TO DO ->
What is needed is an exact copy of the records below, minus any pictures.

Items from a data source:
===============

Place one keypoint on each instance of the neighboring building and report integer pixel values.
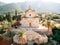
(30, 19)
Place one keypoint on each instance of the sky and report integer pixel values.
(16, 1)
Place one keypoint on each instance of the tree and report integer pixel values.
(8, 17)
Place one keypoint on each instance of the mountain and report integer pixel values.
(36, 5)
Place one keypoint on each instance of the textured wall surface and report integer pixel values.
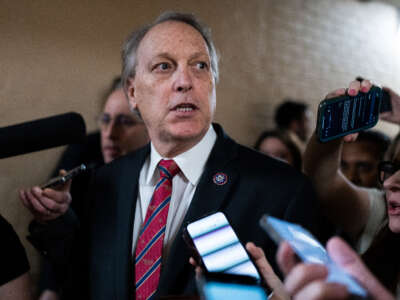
(58, 56)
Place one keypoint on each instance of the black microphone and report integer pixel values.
(59, 130)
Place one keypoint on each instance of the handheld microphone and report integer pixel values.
(41, 134)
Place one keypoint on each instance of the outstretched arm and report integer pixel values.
(339, 199)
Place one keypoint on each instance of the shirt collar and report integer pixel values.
(191, 162)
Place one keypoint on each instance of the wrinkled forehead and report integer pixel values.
(172, 37)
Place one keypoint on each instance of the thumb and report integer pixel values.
(67, 185)
(345, 257)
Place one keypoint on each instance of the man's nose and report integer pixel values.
(183, 81)
(354, 176)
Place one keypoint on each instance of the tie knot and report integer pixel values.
(168, 168)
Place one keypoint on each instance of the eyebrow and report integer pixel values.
(193, 56)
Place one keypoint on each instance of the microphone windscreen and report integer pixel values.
(41, 134)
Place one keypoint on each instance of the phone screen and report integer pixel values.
(219, 246)
(346, 114)
(309, 250)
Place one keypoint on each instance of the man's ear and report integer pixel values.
(131, 94)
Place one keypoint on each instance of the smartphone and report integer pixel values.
(309, 250)
(64, 178)
(218, 248)
(217, 286)
(346, 114)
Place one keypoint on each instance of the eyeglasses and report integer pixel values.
(387, 169)
(121, 120)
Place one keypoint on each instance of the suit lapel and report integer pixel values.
(212, 192)
(127, 182)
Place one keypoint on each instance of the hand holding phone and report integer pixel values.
(218, 247)
(217, 286)
(310, 250)
(64, 178)
(347, 114)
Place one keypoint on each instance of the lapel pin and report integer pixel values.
(220, 178)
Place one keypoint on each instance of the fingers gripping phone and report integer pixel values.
(218, 246)
(64, 178)
(217, 286)
(310, 250)
(346, 114)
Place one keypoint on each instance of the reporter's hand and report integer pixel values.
(267, 273)
(307, 281)
(47, 204)
(392, 116)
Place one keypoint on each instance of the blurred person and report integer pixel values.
(170, 70)
(15, 281)
(121, 131)
(296, 118)
(369, 217)
(278, 145)
(306, 281)
(360, 159)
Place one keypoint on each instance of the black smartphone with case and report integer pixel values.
(346, 114)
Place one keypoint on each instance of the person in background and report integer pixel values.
(15, 281)
(121, 131)
(278, 145)
(369, 217)
(360, 159)
(295, 118)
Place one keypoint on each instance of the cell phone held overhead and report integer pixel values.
(346, 114)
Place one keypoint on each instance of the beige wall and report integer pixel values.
(57, 56)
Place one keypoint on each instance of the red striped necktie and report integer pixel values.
(150, 243)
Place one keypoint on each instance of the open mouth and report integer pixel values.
(184, 107)
(393, 207)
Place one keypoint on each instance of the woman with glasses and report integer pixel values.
(369, 217)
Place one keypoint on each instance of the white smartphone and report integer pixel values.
(218, 246)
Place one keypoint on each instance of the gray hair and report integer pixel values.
(131, 45)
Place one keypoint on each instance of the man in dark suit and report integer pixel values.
(169, 74)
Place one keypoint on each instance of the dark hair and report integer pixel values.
(131, 45)
(285, 139)
(379, 139)
(288, 111)
(391, 152)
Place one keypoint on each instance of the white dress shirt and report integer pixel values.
(184, 185)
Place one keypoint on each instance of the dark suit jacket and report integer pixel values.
(256, 185)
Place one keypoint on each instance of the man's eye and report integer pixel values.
(162, 66)
(201, 65)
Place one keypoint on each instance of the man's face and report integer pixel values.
(392, 190)
(121, 130)
(173, 88)
(359, 163)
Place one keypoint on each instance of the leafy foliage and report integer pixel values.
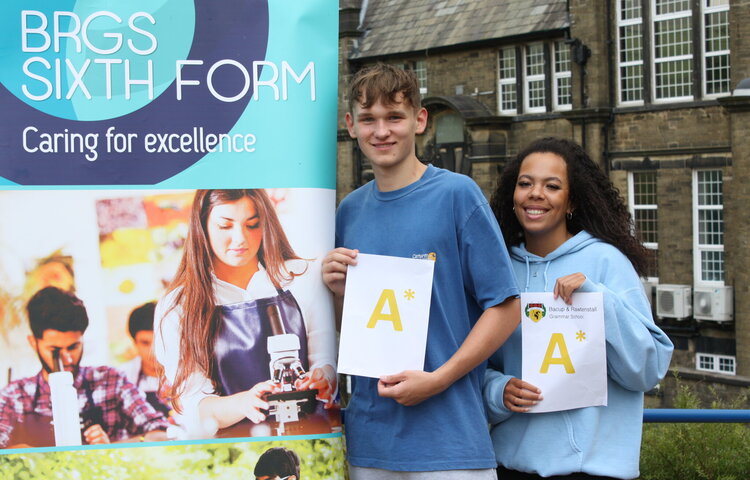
(320, 459)
(699, 451)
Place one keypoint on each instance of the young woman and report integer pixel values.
(569, 231)
(238, 275)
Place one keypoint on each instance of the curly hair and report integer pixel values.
(599, 208)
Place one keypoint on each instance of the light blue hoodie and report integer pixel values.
(594, 440)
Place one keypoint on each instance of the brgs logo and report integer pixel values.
(535, 311)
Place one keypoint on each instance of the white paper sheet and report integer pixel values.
(564, 352)
(386, 314)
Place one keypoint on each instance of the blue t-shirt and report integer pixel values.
(443, 216)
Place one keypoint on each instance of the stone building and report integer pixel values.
(650, 88)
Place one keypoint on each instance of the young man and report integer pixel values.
(277, 463)
(141, 371)
(113, 409)
(431, 422)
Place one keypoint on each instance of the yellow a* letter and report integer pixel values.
(558, 341)
(388, 296)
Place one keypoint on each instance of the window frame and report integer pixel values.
(527, 79)
(716, 363)
(507, 81)
(620, 65)
(705, 11)
(560, 75)
(632, 206)
(699, 248)
(665, 17)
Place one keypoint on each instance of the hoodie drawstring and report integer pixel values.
(528, 273)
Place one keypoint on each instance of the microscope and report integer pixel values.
(289, 404)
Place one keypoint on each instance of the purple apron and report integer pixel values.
(241, 353)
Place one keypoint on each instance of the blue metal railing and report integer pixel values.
(687, 415)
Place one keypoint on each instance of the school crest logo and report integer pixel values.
(535, 311)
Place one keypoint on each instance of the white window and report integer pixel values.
(709, 362)
(677, 28)
(672, 40)
(534, 81)
(642, 201)
(508, 83)
(421, 70)
(708, 227)
(630, 46)
(715, 47)
(563, 90)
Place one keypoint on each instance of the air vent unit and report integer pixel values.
(713, 303)
(673, 301)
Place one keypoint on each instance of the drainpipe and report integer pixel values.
(581, 54)
(606, 154)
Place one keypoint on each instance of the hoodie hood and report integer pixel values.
(578, 242)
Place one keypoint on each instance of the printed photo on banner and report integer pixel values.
(306, 459)
(386, 315)
(564, 350)
(93, 286)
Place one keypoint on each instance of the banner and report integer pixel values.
(158, 158)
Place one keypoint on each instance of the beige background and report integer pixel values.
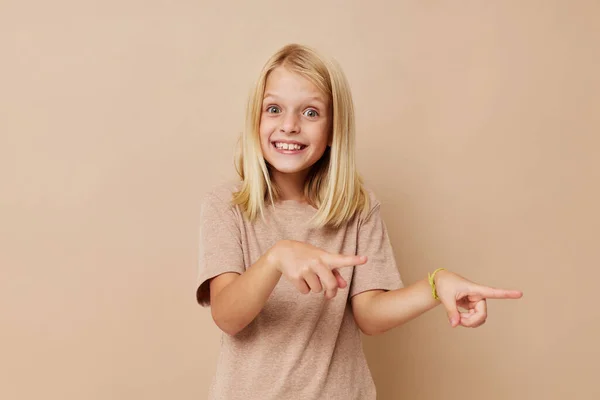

===============

REPLY ->
Place one keypoint on each instance of the neighboring building and report integer pixel values.
(30, 19)
Place one keypoint on each instance of the sky and report integer pixel values.
(16, 1)
Place one keypoint on each instance of the tree and report integer pixel values.
(8, 17)
Place one keypoint on each instance of the mountain and report integer pixel values.
(36, 5)
Place one keypoint on each instance of the textured wall surface and report integer pixel values.
(58, 56)
Place one keypoint on each instance of the black microphone and report integer pixel values.
(59, 130)
Place one keypoint on each instance of the handheld microphone and report integer pixel values.
(41, 134)
Place one keypoint on each instance of the outstretched arm and report integer pixel values.
(339, 199)
Place one keypoint on each instance of the shirt collar and report integer pixel values.
(191, 162)
Place one keypoint on each instance of the wrinkled forehead and report integer pixel values.
(172, 37)
Place one keypoint on each instance of the thumb and report integer pixel values.
(67, 185)
(345, 257)
Place one keypoint on each instance of the man's nose and report integer pixel values.
(183, 81)
(354, 176)
Place one keypoint on each instance of the tie knot and report integer pixel values.
(168, 168)
Place one keypoint on each instance of the eyebrow and report integer pixel values.
(193, 56)
Place one keypoint on each instance of the microphone windscreen and report integer pixel values.
(41, 134)
Place one keypoint on each instance of the phone screen and report integer pixel values.
(219, 246)
(346, 114)
(309, 250)
Place one keypoint on each instance of the man's ear and report integer pixel values.
(131, 94)
Place one keypoint on each instance of the smartphone and report integer pixel values.
(309, 250)
(64, 178)
(218, 248)
(217, 286)
(346, 114)
Place one keypoint on each instance of the eyeglasses and report integer pixel values.
(387, 169)
(121, 120)
Place one keypoint on each instance of the suit lapel and report integer pixel values.
(212, 192)
(127, 182)
Place one keypoint on each instance of the hand holding phone and report integer pixel values.
(218, 247)
(217, 286)
(310, 250)
(64, 178)
(347, 114)
Place one keypoint on each instance of the lapel pin and report integer pixel values.
(220, 178)
Place one keypoint on each instance of the fingers gripping phone and report integer pixel values.
(218, 246)
(64, 178)
(217, 286)
(310, 250)
(346, 114)
Place one keypoint on each instance of the reporter's hand and report integer pixel values.
(267, 273)
(307, 281)
(47, 204)
(392, 116)
Place one keypoint on each instance of the blurred person and report integer pixel values.
(170, 70)
(15, 281)
(121, 131)
(296, 118)
(369, 217)
(278, 145)
(306, 281)
(360, 159)
Place one keypoint on each instance of the black smartphone with case and report integer pixel values.
(346, 114)
Place one keypoint on each instance of the person in background and report integer pixel values.
(15, 281)
(121, 131)
(278, 145)
(369, 217)
(360, 159)
(295, 118)
Place one keypoint on each instance of the cell phone held overhead and report integer pixel values.
(346, 114)
Place one keypoint on each instance of the beige wall and report integer pixel values.
(57, 56)
Place one keypoint on each instance of the red striped necktie and report integer pixel values.
(150, 243)
Place one keypoint on each instance of the open mouth and report integer pixel values.
(184, 107)
(393, 207)
Place one keypoint on each instance of the woman with glasses and report integer pixel values.
(369, 217)
Place one keypoint on each instance of the white smartphone and report integer pixel values.
(218, 246)
Place one keypoint on each instance of the gray hair and report integer pixel values.
(131, 45)
Place one keypoint on each instance of the man in dark suit and report integer pixel values.
(169, 74)
Place one keypoint on each instance of the dark hair and report integer pixel values.
(131, 45)
(285, 139)
(379, 139)
(288, 111)
(391, 152)
Place one keypoint on each instance of the white dress shirt and report integer pixel values.
(184, 185)
Place one keypoint on each instance of the dark suit jacket and report integer pixel values.
(256, 185)
Place one keypoint on each instance of the man's eye and report integer pixel values.
(162, 66)
(201, 65)
Place one keypoint on each instance of the man's face and report integer pixel values.
(392, 190)
(121, 130)
(173, 88)
(359, 163)
Place one keypoint on each instance of the leafy foliage and report integer pixel values.
(320, 459)
(699, 451)
Place one keypoint on each instance of the young woman and report integer pixel values.
(569, 231)
(238, 275)
Place one keypoint on each instance of the curly hair and report integer pixel values.
(599, 208)
Place one keypoint on each instance of the light blue hoodie and report integer pixel values.
(594, 440)
Place one keypoint on each instance of the brgs logo and report integer pixel values.
(535, 311)
Place one keypoint on each instance of the white paper sheet and report integer pixel values.
(564, 352)
(386, 314)
Place one keypoint on each instance of the blue t-shirt and report integer pixel values.
(443, 216)
Place one keypoint on each instance of the stone building and report integer pixel values.
(650, 88)
Place one keypoint on each instance of the young man and report integer pixel values.
(277, 463)
(141, 371)
(113, 409)
(431, 422)
Place one keypoint on each instance of the yellow a* letter and report integer pixel values.
(558, 341)
(388, 296)
Place one keypoint on each instance of the window frame and report integer pixel values.
(527, 79)
(716, 363)
(507, 81)
(620, 65)
(705, 11)
(560, 75)
(632, 206)
(699, 248)
(665, 17)
Place one keypoint on each instance of the hoodie drawstring and report integer pixel values.
(528, 273)
Place one keypoint on each instance of the microscope and report integer pixel values.
(289, 404)
Place one keypoint on each instance of the purple apron and report integer pixel values.
(241, 353)
Place one keypoint on each instance of the blue metal railing and report integer pixel values.
(687, 415)
Place one keypoint on each instance of the school crest logo and report integer pixel values.
(535, 311)
Place one keypoint on each instance of the white window and report integer pixel values.
(709, 362)
(677, 28)
(672, 40)
(534, 81)
(642, 201)
(508, 83)
(421, 70)
(708, 227)
(630, 46)
(715, 47)
(563, 90)
Place one keypoint on each instance of the air vent unit and report integer pixel values.
(713, 303)
(673, 301)
Place one keypoint on each instance of the drainpipe and report integer pixel values.
(581, 54)
(606, 154)
Place one keypoint on each instance of the hoodie hood and report integer pixel values.
(578, 242)
Place one keypoint on each instance of the printed photo on banner and report integer pixel values.
(306, 459)
(386, 315)
(564, 350)
(93, 286)
Place one keypoint on each instance of the banner and report integer pixel values.
(158, 158)
Place one keypoint on each instance of the beige background and report integer pixel values.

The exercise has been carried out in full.